I brought the Issue #183 of Revolution which had a headline of "From the Hellholes of Incarceration to a Future of Emancipation" into a literacy class. I focused in on the centerfold of this issue which had an excerpt entitled "A Better World Is Possible" from the film of the talk by Bob Avakian: Revolution:Why It's Necessary, Why It's Possible, What It's All About. (Session 2, Chapter 4) This was a small grouping of students, which made it possible to have a lot of time for discussion. The showing of the video where both auditory and visual learners could access the information is especially effective. At the same time, each had their own print copy of this section of the "Revolution" talk in front of them and another copy of it on the over-head projector. As the talk rolled on the screen and throughout the discussion– they were drawn into it and stayed focused. I mention this because if you've ever been in a high school classroom--maintaining attention span is a challenge. After watching the film, we turned to the center fold and read out loud sections of it. As we read, several points provoked deeper discussion. One student, Marlon, spoke with passion from his own experience to testify to some of the points. Marlon is a 15-year-old who has been in the foster care system since very young and has been living in the dangerous zone of drive-by shootings and stabbings in the hood from day one of his life. When we got to the section where Bob Avakian tells the story of prisons in California, Marlon puts his finger on that paragraph and says that this is "dead on it." Then, he proceeded to elaborate on this point in detail by recounting the lived experience of his uncle who was right there at Corcoran SHU when this Roman gladiator killing set up by the prison officials took place. He said that this was some scandalous shit that he would never forget.
Another student commented on the section where Bob Avakian speaks to the irony of someone saying that "I'm regulating my corner." He (the student) spoke to the insanity of this turf war shit amongst the youth and how an old man was beat to death not far from the school. But then, this is the way it is and unless you figure out how to be the top dog of that turf... you can't survive. But what kind of "survival" is that? Someone else said that we just gotta stay out of trouble. Marlon said that he sees things can change because it has happened in the past. He talked about what some relatives who had been through the Black Liberation struggle during the 60's told him about those good old days.

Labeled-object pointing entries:
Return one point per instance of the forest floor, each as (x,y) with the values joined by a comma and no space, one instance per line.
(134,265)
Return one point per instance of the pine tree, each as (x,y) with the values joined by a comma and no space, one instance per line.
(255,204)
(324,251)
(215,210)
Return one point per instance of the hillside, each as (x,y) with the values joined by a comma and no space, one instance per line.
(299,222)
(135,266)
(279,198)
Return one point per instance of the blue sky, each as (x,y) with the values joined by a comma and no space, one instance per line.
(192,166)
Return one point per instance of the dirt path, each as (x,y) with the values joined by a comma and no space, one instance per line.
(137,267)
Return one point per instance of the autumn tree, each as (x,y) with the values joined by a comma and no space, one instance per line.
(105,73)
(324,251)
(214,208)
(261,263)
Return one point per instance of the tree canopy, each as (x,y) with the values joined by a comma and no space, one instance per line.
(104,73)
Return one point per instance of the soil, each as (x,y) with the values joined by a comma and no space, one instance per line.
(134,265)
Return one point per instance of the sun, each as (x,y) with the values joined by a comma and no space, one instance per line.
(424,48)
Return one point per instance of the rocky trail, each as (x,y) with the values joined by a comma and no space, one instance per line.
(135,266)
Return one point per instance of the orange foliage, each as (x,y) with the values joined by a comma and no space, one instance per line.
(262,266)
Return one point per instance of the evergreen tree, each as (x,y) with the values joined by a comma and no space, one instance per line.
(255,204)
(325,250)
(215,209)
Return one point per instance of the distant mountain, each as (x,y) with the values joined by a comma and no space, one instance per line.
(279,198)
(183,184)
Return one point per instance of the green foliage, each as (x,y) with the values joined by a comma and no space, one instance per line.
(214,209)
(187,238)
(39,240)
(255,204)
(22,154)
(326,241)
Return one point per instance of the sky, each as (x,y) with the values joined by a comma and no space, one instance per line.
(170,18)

Given exercise 1:
In the account of the literacy class, why does the writer point out that the students stayed focused during the talk and the discussion? Answer in one to three sentences.
Given exercise 2:
Write what comes next in the account of the literacy class, starting after its final sentence.

Expected output 1:
The writer mentions it because keeping students' attention is a challenge in a high school classroom.

Expected output 2:
There was a jet-propelling moment (from the past to the future) when we got to the section of 'we have already reached that time in human history where things do not have to be this way.' This was very thought provoking to them. Things got concrete when someone pulled out their cell phone and showed off all the diverse ways that things can get communicated these days when it was just the home phone in the old days. But what is standing in the way of society advancing? But then, why are there children in Haiti who can't even buy the things that they themselves produce? We also talked about all the knowledge that has been garnered throughout human history. But then, why is there a certain section of society locked out of access to both old and new discoveries in all spheres of life? It came out that none of the students had been to visit the science museum in this area. They were challenged by Bob Avakian's assertion that all this can change and that the masses of people are capable of much better things than this. (meaning being pawns in turf war competition) Marlon looked up and said : "Who me? Change all that? Well maybe, if it's with a whole lot of other people thinking the same way."
Several days later, one of the students raised a question about how the question of crime is going to be handled in this future society. He said that he can't imagine that everyone is just going to do good all the time. Aren't there going to still be people who are not going to want to work for the common good and rip things off of other people? What do you do about that? More to delve into off of this. Marlon proposed that we have more sessions like this and call it Avatar Fridays since the last day of the week is when we can kick back a bit and have a snack and just talk about futuristic things or things that are not in the prescribed "curriculum."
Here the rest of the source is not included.